§ READING PASSAGE
▽
Studio album by Tonight Alive
- Released: 14 October 2011
- Studio: NRG, Music Friends
- Genre: Pop-punk; emo pop;
- Length: 43:51
- Label: Fearless; Sony Music;
- Producer: Mark Trombino

Tonight Alive chronology
| Consider This (2010) | What Are You So Scared Of? (2011) | The Other Side (2013) |

= What Are You So Scared Of? =

What Are You So Scared Of? is the debut studio album by the Australian rock band Tonight Alive, released on 14 October 2011 through Sony Music Australia. The standard CD version of What Are You So Scared Of? contains 10 pre-gap hidden acoustic takes of the album. Let It Land EP was released to accompany it; it shares the track "Let It Land", and also contains a new song and the three acoustic versions which were unable to fit on the album. Tonight Alive traveled to Los Angeles to record the album with producer Mark Trombino (Blink-182, Jimmy Eat World, Midtown). As the follow-up to 2010's Consider This EP, What Are You So Scared Of? debuted on the Australian albums chart at No. 15.
△
§ EXERCISE TASK A
According to the album article, at what position did What Are You So Scared Of? debut on the Australian albums chart?

§ GIVEN RECORDS
▽
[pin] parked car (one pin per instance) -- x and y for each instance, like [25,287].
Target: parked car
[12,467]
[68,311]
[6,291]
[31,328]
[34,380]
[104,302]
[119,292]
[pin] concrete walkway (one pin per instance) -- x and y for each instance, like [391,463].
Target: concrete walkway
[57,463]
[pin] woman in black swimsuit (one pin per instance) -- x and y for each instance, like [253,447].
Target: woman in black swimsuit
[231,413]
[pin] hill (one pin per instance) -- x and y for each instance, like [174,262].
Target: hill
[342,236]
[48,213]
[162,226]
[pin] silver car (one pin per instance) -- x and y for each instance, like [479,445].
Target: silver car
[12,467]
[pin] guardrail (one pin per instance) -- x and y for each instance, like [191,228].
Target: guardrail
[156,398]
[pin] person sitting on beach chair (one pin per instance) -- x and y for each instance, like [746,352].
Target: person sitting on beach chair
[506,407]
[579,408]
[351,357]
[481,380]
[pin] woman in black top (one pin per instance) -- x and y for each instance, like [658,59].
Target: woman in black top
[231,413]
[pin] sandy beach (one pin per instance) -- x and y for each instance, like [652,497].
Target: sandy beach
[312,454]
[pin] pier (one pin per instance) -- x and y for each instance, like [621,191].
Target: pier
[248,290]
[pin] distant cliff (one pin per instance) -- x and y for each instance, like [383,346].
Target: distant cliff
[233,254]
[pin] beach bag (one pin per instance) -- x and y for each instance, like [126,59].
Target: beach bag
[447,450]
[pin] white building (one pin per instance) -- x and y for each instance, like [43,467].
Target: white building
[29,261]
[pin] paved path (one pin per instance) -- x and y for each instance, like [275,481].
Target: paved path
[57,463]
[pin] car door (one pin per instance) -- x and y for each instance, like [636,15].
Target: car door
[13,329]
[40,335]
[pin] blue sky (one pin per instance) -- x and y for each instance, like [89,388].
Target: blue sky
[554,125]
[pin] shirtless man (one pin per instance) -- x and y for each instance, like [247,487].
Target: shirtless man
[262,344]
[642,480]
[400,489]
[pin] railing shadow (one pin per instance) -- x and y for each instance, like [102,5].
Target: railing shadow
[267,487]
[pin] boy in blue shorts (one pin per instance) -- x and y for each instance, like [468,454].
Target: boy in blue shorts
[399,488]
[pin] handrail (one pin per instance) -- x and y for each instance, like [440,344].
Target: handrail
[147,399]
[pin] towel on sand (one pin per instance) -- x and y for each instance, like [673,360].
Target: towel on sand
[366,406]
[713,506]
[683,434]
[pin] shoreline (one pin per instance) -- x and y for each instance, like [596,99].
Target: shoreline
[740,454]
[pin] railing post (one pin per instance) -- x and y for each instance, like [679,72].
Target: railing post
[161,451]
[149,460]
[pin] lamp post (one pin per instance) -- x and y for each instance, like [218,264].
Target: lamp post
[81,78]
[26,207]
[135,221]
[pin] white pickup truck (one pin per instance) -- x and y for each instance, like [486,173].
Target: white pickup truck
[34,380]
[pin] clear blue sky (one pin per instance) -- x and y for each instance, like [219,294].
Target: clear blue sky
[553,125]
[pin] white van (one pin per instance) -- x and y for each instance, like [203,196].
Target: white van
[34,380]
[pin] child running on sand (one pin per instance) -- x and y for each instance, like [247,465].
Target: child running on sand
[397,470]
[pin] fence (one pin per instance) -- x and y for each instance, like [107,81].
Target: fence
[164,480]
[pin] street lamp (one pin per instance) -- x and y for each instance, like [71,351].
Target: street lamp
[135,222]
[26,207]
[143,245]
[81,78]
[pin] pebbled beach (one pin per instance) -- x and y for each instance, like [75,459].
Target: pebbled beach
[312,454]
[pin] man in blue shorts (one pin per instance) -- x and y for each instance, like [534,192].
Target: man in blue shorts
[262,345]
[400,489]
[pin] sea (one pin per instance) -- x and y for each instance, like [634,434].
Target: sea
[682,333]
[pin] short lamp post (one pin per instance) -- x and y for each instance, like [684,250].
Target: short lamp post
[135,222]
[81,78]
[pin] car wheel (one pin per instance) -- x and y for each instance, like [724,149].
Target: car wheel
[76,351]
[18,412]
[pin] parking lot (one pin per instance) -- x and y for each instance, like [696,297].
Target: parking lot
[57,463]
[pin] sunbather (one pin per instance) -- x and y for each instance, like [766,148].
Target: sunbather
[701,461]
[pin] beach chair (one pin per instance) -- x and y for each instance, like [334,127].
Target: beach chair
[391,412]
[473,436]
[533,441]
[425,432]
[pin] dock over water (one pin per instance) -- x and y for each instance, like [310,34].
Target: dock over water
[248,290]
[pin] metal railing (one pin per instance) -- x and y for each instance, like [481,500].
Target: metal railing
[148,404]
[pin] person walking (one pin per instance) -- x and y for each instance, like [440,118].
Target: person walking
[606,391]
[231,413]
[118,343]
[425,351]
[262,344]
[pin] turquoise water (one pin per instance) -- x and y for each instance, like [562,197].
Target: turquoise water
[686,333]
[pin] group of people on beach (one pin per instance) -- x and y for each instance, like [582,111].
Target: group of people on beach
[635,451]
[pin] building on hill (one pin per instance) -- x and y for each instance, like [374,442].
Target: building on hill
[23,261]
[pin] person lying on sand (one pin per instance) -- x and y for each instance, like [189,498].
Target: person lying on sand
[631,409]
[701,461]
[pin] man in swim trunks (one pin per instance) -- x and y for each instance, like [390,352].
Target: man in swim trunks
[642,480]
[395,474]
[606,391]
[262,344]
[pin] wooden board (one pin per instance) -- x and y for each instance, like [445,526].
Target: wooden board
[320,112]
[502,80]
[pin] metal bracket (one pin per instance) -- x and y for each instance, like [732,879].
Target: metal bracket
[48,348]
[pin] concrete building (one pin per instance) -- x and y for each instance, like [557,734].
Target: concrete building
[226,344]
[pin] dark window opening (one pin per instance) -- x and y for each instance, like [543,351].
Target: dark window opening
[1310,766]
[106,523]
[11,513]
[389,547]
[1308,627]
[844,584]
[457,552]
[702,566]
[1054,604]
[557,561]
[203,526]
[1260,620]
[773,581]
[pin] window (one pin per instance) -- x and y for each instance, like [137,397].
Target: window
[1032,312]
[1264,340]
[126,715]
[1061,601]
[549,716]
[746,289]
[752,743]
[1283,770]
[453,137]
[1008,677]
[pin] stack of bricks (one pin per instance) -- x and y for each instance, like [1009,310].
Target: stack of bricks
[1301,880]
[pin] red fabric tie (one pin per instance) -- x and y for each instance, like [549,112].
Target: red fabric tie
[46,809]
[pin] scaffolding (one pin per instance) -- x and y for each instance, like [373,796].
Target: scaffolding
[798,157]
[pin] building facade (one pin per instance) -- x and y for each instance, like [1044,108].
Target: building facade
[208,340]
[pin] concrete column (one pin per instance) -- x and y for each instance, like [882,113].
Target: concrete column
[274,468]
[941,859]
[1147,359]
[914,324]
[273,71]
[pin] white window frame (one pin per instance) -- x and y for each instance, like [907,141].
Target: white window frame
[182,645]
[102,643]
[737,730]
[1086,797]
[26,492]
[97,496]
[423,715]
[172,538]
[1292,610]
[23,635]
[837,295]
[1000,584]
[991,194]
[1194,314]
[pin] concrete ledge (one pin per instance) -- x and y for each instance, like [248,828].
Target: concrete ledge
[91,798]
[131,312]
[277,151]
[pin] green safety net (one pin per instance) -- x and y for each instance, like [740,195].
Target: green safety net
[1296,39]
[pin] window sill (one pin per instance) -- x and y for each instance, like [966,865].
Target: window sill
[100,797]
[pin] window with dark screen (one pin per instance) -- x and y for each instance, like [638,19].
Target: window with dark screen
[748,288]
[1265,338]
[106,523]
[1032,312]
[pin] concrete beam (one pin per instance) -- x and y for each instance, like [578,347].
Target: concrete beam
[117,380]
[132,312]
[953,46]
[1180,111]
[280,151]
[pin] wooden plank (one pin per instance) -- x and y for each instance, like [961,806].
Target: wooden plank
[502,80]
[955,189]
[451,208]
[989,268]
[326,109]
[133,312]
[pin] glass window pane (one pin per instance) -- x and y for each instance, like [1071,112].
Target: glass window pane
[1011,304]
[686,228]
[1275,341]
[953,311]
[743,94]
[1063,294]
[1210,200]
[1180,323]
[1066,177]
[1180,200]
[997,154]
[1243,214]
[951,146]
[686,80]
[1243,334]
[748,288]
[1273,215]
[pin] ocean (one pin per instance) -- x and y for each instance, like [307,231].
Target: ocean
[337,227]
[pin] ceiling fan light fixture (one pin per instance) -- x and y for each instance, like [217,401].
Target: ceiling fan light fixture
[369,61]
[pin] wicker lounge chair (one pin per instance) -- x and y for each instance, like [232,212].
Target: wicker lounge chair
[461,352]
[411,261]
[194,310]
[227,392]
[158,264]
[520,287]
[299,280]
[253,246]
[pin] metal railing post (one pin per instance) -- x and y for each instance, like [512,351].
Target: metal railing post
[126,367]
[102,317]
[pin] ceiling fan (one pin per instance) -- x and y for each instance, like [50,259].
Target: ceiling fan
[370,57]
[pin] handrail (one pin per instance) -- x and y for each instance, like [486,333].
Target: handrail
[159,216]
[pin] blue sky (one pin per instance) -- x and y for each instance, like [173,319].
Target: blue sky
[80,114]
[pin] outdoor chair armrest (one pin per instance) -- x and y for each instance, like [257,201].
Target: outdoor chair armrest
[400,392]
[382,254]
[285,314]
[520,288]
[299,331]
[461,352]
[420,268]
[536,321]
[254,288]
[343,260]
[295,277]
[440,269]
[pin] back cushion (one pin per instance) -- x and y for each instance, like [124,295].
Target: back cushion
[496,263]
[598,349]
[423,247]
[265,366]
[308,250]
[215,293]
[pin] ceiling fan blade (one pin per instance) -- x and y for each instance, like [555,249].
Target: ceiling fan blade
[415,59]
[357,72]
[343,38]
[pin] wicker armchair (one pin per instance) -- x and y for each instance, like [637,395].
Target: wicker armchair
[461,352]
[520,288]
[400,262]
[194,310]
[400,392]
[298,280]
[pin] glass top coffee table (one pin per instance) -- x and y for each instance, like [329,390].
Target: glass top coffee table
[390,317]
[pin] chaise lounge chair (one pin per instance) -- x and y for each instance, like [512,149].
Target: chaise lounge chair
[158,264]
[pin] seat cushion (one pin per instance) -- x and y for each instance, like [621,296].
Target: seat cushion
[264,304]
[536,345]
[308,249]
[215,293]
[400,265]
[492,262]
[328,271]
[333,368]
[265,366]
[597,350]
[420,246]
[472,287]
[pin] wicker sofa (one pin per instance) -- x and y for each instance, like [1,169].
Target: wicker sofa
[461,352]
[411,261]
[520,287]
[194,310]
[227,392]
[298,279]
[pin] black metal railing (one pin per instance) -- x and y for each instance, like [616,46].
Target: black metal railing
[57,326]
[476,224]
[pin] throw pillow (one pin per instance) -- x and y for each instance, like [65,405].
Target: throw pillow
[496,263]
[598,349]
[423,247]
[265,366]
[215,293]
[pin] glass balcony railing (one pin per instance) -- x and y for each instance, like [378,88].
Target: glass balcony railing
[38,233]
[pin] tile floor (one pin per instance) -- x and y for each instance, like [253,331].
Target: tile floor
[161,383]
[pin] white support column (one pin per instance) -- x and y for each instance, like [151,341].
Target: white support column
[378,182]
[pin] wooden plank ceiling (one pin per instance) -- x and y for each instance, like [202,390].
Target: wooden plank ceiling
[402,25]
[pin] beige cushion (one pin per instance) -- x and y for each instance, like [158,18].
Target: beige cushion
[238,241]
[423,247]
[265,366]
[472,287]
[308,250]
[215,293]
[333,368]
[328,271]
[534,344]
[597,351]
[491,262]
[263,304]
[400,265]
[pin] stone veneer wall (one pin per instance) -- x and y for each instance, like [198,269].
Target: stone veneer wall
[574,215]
△
§ EXERCISE TASK B
Please pick out every line of the records containing the word "tile", and copy each of those lines.

§ EXERCISE RESULT A
No. 15

§ EXERCISE RESULT B
[pin] tile floor (one pin per instance) -- x and y for each instance, like [253,331].
Target: tile floor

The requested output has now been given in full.